_THE REQUEST_: In the text on Gnutella partial file sharing, what is the only available means of spreading the location of a partial file?

== DOCUMENT

The THEX data is shared as if it was a partial file. If a client requests a
subrange of the THEX data that the server does not store, and is not willing
to calculate on the fly, the server uses the same, routines if it was a
partial file where the requested range is not available.
<ROOT> is the root TigerTree hash is base32 format.
3. How to find the location of partial files.
This protocol does not affect Gnutella messages in any way. The only
available mean of spreading the location of a partial file is through the
download mesh in X-Gnutella-Alternate-Location headers. I think this should
work very well. Since those who share a partial file are also downloading
the same file, they will be able to send alt-loc headers to other hosts
sharing the full file.
Spreading partial files in the download mesh will cause servents that do
not support partial file sharing to receive addresses to partial sources. I
don't think that is a problem. The worst thing that can happen is that they
won't be able to use those sources.

====
== DATA LISTING

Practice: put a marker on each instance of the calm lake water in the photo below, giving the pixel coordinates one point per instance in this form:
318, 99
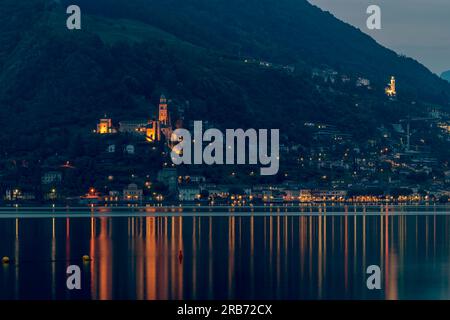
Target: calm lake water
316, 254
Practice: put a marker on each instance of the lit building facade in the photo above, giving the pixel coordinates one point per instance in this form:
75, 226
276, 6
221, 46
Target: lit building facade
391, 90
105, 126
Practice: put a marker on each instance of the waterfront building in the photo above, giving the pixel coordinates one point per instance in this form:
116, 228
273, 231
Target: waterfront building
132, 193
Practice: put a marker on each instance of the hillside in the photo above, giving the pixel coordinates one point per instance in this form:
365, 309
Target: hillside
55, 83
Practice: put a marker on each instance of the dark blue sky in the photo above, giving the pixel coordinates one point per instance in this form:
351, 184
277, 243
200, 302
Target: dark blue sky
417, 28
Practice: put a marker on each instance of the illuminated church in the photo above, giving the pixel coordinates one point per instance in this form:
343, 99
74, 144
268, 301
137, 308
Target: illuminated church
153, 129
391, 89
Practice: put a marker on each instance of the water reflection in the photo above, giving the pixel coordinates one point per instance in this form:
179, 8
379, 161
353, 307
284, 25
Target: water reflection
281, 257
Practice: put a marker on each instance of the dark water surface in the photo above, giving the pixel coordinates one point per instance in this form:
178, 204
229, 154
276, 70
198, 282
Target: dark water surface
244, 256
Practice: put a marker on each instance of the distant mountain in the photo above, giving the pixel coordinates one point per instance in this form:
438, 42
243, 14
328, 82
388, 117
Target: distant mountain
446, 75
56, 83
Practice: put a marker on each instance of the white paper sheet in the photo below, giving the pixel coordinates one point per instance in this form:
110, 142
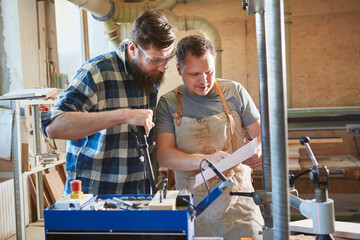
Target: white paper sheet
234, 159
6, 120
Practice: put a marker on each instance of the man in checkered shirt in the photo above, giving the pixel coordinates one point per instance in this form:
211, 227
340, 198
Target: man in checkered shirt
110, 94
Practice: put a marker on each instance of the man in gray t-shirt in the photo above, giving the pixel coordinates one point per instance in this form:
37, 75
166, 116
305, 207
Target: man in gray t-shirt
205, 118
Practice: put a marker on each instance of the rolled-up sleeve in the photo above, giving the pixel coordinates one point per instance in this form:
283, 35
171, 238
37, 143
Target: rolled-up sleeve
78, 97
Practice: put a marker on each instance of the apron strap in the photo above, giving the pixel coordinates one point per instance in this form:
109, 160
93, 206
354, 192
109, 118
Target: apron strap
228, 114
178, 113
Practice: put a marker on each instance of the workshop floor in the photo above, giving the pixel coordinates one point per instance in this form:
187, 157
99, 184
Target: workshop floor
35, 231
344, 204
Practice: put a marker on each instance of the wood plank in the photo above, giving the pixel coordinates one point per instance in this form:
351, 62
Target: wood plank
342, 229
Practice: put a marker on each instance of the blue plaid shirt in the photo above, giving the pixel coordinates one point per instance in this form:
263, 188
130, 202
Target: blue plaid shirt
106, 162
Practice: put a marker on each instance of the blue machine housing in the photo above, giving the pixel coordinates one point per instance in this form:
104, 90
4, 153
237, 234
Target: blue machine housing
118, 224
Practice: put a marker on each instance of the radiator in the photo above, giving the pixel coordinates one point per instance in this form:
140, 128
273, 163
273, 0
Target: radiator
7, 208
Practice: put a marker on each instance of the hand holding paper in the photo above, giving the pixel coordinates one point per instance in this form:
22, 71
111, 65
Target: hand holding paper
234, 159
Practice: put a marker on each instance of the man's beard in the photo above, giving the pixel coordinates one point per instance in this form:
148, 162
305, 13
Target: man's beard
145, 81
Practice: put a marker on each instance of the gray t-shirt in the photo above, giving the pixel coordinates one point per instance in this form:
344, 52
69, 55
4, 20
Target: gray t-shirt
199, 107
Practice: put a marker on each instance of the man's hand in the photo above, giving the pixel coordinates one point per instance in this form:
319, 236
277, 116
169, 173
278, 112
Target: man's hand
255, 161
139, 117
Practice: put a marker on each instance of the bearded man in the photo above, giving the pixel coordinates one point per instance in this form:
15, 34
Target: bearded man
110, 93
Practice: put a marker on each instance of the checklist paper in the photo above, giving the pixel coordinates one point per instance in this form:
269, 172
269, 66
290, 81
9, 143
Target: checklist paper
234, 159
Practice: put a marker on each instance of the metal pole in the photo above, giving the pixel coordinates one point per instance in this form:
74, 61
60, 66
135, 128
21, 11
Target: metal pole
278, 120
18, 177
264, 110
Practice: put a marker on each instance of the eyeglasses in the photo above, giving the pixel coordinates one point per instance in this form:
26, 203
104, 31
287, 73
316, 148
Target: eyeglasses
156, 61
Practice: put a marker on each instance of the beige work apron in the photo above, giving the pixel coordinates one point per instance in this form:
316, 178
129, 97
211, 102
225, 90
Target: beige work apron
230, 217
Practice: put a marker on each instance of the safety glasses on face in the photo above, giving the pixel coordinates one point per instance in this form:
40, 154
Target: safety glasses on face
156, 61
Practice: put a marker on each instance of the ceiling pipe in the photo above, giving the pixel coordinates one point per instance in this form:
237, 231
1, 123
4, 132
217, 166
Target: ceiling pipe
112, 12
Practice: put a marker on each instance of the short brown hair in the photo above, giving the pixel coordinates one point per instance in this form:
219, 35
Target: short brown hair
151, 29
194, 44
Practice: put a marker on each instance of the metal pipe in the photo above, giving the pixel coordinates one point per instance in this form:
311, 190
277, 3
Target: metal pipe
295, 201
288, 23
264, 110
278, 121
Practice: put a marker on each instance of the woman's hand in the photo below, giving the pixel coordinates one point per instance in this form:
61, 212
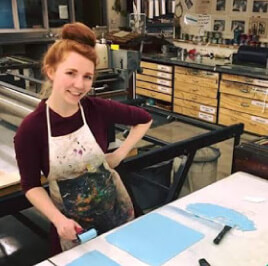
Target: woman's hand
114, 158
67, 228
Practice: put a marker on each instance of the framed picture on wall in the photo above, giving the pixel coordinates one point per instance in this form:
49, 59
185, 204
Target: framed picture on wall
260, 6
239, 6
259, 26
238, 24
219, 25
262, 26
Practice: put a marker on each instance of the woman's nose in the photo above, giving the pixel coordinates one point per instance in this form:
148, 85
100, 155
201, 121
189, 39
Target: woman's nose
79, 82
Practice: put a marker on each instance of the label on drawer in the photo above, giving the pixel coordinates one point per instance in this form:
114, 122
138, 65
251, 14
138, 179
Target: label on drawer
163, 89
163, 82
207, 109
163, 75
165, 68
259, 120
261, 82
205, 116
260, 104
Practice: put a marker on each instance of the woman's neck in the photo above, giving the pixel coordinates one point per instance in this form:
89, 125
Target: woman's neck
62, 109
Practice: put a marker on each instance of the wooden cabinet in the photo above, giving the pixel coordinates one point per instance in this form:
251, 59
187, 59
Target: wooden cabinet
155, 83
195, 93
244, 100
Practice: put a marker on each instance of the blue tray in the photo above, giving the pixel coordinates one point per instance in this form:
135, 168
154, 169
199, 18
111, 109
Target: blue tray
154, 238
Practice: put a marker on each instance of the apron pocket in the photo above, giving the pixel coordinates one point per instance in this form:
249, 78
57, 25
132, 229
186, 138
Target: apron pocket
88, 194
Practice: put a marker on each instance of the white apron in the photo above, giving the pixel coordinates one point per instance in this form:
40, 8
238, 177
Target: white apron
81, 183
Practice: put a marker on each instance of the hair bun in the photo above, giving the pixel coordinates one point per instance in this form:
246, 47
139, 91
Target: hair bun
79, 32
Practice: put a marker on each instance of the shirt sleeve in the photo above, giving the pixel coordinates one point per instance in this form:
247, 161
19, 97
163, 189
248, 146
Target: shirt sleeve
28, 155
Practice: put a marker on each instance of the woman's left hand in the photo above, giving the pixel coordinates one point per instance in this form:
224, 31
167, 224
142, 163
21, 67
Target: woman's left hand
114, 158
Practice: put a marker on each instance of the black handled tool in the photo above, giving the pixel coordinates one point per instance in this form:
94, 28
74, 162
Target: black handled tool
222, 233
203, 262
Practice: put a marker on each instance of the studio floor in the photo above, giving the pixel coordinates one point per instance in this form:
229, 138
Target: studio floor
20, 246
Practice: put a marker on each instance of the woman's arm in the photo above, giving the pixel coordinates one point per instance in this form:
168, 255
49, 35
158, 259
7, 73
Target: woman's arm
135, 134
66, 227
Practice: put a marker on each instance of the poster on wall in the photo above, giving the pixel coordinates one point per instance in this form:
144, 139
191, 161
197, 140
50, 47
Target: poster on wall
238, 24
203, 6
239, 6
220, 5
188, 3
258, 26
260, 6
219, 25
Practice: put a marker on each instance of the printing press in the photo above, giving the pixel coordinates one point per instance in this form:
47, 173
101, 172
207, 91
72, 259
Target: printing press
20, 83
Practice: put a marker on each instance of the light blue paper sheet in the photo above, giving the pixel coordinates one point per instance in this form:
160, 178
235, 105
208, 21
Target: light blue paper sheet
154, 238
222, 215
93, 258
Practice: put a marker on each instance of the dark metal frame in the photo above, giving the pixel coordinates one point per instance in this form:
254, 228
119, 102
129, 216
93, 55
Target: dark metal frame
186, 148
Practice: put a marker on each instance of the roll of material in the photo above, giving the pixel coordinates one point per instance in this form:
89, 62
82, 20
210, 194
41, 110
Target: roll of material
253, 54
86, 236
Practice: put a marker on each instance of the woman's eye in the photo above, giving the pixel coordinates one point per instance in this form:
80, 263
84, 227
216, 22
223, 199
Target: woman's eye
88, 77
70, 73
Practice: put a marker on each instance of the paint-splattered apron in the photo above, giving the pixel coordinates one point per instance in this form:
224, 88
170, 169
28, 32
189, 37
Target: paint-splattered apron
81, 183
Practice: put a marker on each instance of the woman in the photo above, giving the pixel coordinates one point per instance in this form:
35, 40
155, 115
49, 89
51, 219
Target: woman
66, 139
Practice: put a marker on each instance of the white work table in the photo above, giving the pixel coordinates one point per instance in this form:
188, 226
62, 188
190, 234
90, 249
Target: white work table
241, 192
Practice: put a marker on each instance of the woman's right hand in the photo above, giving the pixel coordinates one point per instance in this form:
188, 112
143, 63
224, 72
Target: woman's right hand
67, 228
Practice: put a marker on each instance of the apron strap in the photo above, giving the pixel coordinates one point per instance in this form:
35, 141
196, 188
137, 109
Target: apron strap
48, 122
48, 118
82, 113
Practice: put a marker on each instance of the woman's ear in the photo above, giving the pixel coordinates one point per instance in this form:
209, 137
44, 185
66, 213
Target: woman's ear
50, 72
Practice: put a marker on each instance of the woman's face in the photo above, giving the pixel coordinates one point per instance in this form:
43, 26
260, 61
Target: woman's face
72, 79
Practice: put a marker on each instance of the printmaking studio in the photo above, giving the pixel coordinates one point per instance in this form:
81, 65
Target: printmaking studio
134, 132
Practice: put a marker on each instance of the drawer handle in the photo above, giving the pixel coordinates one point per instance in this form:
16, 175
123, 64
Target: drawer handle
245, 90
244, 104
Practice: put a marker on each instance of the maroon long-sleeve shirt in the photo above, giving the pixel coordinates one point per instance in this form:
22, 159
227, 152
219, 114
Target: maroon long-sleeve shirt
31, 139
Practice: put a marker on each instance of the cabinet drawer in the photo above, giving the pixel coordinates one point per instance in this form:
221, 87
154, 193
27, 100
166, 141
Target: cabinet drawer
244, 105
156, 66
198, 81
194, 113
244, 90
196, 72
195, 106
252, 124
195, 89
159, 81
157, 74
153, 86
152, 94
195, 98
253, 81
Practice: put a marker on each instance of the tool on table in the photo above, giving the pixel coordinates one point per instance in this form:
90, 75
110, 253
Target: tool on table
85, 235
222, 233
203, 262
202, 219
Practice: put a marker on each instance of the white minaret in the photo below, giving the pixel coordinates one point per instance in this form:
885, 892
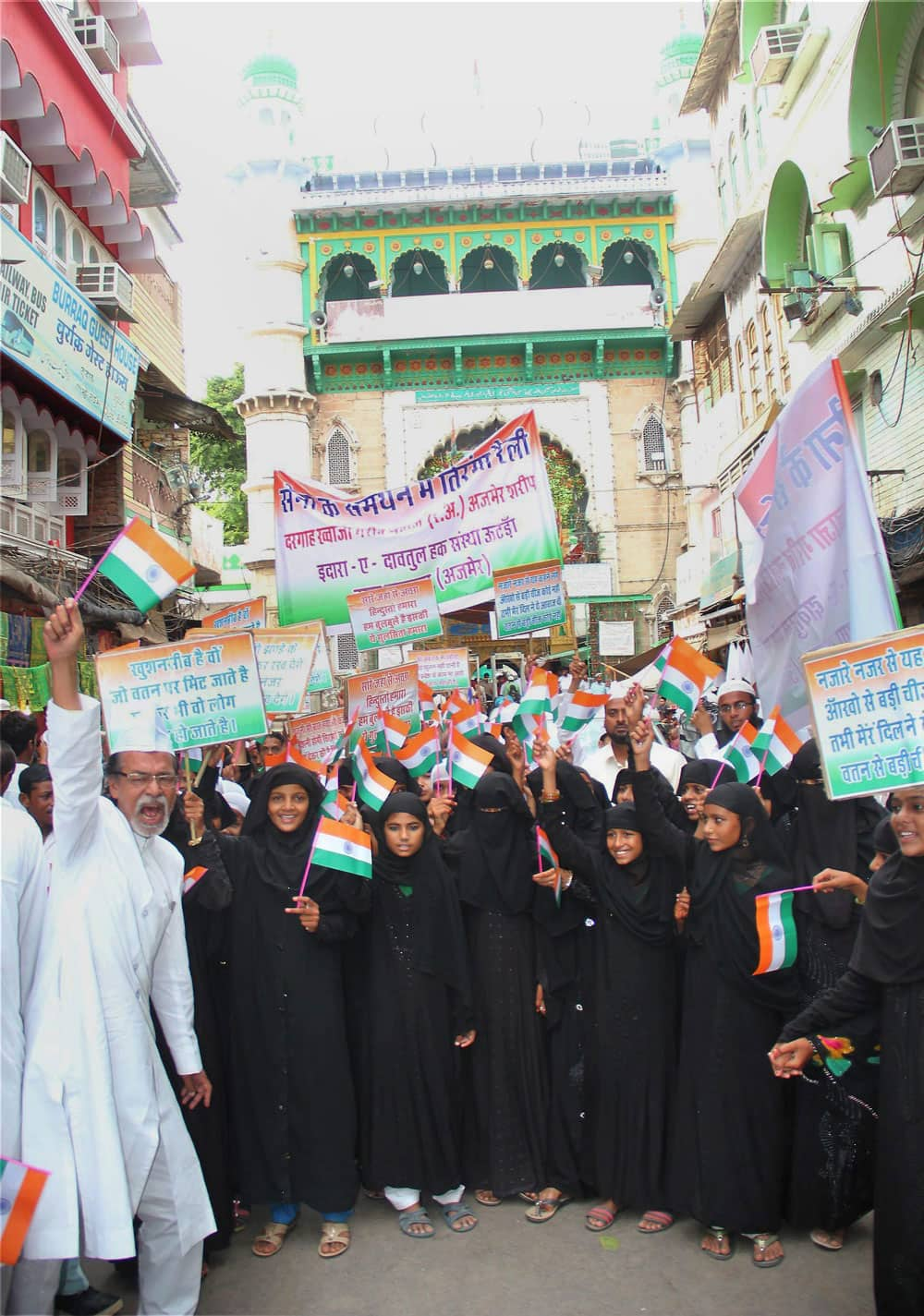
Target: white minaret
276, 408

====

_RESPONSE TO THIS EXERCISE_: It is spread through the download mesh in X-Gnutella-Alternate-Location headers.